Text:
Lessons in concurrency from Erlang

Concurrent programming needn’t be hard. I always thought that writing concurrent code was one of the most mystifying parts of software development; and experience with helping others made me realise that this was a surprisingly common view. The main question is usually not “how do I write concurrent code?” though, but “how do I write reliable concurrent code that’s resilient enough for production usage?”.

If there’s a bunch of people that know a thing or two about writing reliable concurrent code, then it’s the telecommunications company Ericsson. In 1998 they produced a telephone gateway (the AXD301) that had an immense nine 9s of availability: i.e it’s uptime was a staggering 99.9999999%. Their programming language of choice? Erlang. So what can Erlang teach us about writing reliable concurrent code?

If you’re not familiar with Erlang, all you really need to know for this post is:

  1. A process is a concurrency type that behaves much like an OS thread with isolated memory and mechanisms for termination and control. They’re also very lightweight.
  2. Erlang’s concurrency model is based heavily on the Actor Model - the concept of an Actor being a concurrency primitive that can only communicate with others via messages, as opposed to direct function calls.

Pass Messages and not Memory#

If you’ve spent any time developing in Go, you’ll have heard the idiom “Do not communicate by sharing memory; instead, share memory by communicating.” - that’s to say opt for sharing primitives via channels as opposed to sharing pointers or interacting with the variables of a higher scope.

In Erlang there is no shared memory between processes: each process uses memory that’s isolated from any others. Additionally, as a functional language, Erlang variables (or “bindings”) are immutable - so the risks associated with sharing memory would be minimal even if it was possible.

Eshell V11.2  (abort with ^G)
1> X = 1.
1
2> X = 2.

Records provided:
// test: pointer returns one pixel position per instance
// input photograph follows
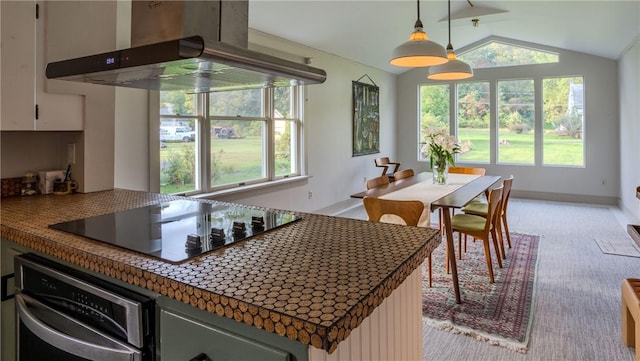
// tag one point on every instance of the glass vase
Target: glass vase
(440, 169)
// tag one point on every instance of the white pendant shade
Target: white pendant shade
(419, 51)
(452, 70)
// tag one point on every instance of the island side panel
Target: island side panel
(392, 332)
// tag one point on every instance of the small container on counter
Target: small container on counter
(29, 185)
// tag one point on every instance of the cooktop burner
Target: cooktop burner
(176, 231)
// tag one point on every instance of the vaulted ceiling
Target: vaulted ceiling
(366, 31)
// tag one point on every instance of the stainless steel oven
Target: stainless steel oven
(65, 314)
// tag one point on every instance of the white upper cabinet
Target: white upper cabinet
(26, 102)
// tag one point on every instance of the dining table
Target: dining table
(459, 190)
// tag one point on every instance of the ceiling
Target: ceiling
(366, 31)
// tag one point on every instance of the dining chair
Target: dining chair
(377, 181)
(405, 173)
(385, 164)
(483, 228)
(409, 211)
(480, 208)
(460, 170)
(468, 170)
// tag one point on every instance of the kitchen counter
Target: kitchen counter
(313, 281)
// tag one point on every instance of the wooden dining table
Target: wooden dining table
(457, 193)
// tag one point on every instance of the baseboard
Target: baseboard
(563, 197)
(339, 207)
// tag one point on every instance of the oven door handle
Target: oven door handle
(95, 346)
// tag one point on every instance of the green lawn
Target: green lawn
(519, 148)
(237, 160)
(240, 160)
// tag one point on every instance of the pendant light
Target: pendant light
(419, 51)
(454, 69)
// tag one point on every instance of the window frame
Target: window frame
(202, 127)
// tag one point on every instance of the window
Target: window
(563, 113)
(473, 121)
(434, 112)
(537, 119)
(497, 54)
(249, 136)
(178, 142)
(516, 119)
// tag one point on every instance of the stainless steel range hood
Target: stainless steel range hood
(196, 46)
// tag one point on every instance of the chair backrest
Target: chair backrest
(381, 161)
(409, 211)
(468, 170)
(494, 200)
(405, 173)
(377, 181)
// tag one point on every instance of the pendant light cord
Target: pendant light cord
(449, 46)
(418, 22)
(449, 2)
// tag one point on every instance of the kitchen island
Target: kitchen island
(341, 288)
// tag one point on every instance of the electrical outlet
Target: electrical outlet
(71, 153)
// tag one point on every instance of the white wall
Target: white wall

Your tasks:
1) In the Erlang article, in what year did Ericsson produce the AXD301 telephone gateway?
2) Please update the listing, beginning at the line that has "the electrical outlet" and stopping at the end of the listing, by changing "white wall" to "painted wall" and leaving everything else as it is; return only those lines.
The Erlang article and the listing are unrelated to each other.

Answers below:
1) 1998

2)
// tag one point on every instance of the electrical outlet
Target: electrical outlet
(71, 153)
// tag one point on every instance of the painted wall
Target: painted wall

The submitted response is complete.